*TEXT TO READ:*
** START **

Press Effect (Button Click Feedback)
.button {
background: #3b82f6;
color: white;
padding: 10px 20px;
border-radius: 6px;
border: none;
cursor: pointer;
box-shadow:
0 4px 6px rgba(59, 130, 246, 0.4),
0 1px 3px rgba(0, 0, 0, 0.1);
transform: translateY(0);
transition:
box-shadow 0.15s ease,
transform 0.15s ease;
}
.button:hover {
box-shadow:
0 7px 14px rgba(59, 130, 246, 0.4),
0 3px 6px rgba(0, 0, 0, 0.1);
transform: translateY(-2px);
}
.button:active {
box-shadow:
0 1px 3px rgba(59, 130, 246, 0.3),
0 1px 2px rgba(0, 0, 0, 0.1);
transform: translateY(1px);
}On :active, the shadow shrinks and the element moves slightly down, reinforcing the physical press sensation.
Scrolling Shadow Indicator
A shadow on a scrollable container that only appears when content is scrolled:
.scroll-container {
/* Shadow that appears at the bottom when scrolled */
background:
linear-gradient(white 30%, rgba(255,255,255,0)) center top,
linear-gradient(rgba(255,255,255,0), white 70%) center bottom,
radial-gradient(farthest-side at 50% 0, rgba(0,0,0,.2), rgba(0,0,0,0)) center top,
radial-gradient(farthest-side at 50% 100%, rgba(0,0,0,.2), rgba(0,0,0,0)) center bottom;
background-repeat: no-repeat;
background-size: 100% 40px, 100% 40px, 100% 14px, 100% 14px;
background-attachment: local, local, scroll, scroll;
}This pure-CSS technique uses a combination of local and scroll background attachments to show scroll indicators without JavaScript.
Performance Considerations
Why box-shadow Affects Performance
When the browser renders box-shadow, it computes a blur operation across a region of pixels. This happens on the CPU (or GPU via compositing), and for elements that are frequently repainted - during animations, scrolling, or resize - large shadows can cause visible frame drops.
Key factors that affect shadow performance:
- Blur radius: Larger blur = more pixels computed per frame
- Spread radius: Larger spread = larger area to blur
- Number of shadows: Each shadow stacked is computed separately
- Element count: Ten cards each with
box-shadow: 0 0 100pxis expensive
The Pseudo-Element Shadow Trick
Animating box-shadow directly forces the browser to repaint the shadow on every animation frame. A faster approach: put the shadow on a ::after pseudo-element and animate its opacity instead. Opacity changes are composited on the GPU without repaint.

** END **

*STORED DATA:*
** START **

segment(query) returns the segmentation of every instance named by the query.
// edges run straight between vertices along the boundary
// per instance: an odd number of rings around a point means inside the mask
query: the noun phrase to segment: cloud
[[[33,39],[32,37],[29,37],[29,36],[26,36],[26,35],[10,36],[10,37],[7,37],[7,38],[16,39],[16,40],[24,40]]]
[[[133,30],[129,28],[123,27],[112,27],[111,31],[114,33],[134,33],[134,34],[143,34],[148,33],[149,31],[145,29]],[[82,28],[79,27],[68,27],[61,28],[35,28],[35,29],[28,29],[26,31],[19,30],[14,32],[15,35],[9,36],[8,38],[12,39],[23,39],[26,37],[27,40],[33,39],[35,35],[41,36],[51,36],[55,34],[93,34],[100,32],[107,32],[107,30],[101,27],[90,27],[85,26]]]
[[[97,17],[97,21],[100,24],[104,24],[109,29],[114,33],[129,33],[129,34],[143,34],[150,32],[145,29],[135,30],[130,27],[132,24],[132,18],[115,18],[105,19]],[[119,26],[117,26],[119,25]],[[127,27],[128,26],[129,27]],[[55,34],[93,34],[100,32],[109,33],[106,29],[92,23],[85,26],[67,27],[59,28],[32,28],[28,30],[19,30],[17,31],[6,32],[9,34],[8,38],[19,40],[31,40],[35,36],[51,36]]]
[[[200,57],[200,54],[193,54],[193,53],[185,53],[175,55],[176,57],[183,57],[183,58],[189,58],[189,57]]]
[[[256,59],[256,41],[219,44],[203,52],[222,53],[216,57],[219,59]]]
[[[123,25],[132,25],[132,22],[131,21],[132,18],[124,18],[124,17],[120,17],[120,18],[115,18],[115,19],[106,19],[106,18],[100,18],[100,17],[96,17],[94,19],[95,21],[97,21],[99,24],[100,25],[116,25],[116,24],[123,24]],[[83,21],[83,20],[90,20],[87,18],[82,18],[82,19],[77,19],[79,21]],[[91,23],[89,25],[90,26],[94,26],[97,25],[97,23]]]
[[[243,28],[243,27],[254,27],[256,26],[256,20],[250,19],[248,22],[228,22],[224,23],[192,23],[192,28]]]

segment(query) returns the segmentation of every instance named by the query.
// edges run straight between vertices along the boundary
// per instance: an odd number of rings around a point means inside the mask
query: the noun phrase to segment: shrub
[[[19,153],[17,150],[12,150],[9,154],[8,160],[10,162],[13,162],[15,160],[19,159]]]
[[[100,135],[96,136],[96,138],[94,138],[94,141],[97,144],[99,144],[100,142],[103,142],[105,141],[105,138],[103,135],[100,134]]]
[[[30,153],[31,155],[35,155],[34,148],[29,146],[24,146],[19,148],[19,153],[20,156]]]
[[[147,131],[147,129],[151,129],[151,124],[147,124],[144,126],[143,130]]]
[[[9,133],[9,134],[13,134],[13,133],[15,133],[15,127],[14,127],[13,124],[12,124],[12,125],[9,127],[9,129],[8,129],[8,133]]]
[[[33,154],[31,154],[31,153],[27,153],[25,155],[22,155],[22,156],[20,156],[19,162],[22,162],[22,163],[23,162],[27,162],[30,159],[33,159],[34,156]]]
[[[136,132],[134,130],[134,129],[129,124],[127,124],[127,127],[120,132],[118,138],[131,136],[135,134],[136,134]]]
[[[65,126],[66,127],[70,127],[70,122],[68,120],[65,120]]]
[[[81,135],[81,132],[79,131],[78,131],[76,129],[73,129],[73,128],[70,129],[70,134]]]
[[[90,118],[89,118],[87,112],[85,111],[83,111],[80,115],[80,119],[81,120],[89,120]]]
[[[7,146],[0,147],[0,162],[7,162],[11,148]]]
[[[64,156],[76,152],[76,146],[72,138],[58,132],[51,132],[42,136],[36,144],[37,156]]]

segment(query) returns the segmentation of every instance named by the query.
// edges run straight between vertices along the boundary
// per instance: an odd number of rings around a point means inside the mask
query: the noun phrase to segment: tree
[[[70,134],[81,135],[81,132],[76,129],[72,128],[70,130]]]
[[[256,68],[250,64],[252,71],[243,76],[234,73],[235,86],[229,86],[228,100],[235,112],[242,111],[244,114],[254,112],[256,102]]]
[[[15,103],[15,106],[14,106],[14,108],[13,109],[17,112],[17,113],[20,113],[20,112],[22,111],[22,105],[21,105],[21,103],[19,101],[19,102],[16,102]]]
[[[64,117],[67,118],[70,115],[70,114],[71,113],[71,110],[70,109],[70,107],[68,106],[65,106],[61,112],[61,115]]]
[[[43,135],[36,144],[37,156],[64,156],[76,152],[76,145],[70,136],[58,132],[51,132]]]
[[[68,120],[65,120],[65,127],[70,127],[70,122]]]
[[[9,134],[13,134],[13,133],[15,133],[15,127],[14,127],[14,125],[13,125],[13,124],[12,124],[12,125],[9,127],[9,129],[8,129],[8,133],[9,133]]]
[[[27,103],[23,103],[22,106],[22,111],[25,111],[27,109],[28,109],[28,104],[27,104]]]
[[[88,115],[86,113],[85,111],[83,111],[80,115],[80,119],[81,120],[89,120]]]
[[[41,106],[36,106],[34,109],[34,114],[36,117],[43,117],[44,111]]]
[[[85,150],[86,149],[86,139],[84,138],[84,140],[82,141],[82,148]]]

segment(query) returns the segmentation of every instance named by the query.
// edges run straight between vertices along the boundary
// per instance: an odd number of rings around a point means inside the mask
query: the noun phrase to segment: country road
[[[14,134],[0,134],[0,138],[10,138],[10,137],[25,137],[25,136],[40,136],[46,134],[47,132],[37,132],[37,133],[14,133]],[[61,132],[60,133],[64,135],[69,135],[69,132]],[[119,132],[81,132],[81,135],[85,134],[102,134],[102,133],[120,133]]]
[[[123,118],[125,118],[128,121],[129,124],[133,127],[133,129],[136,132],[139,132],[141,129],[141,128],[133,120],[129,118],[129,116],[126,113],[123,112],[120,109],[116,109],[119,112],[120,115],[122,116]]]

** END **

*WRITTEN INSTRUCTION:*
Extract the passage of the box-shadow text starting at "Key factors that" and ending at "GPU without repaint.", copying it word for word. Work only from the box-shadow text.

*EXERCISE SOLUTION:*
Key factors that affect shadow performance:
- Blur radius: Larger blur = more pixels computed per frame
- Spread radius: Larger spread = larger area to blur
- Number of shadows: Each shadow stacked is computed separately
- Element count: Ten cards each with
box-shadow: 0 0 100pxis expensive
The Pseudo-Element Shadow Trick
Animating box-shadow directly forces the browser to repaint the shadow on every animation frame. A faster approach: put the shadow on a ::after pseudo-element and animate its opacity instead. Opacity changes are composited on the GPU without repaint.